_ACTION ITEM_
Could you restate all of the entries, word for word?

(Referring expression data)
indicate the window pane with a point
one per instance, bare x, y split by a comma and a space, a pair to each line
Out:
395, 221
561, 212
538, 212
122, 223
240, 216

_TASK SOLUTION_
indicate the window pane with a point
one per instance, bare x, y split by a comma and a space, a pair to each line
Out:
395, 221
561, 212
538, 212
122, 223
240, 216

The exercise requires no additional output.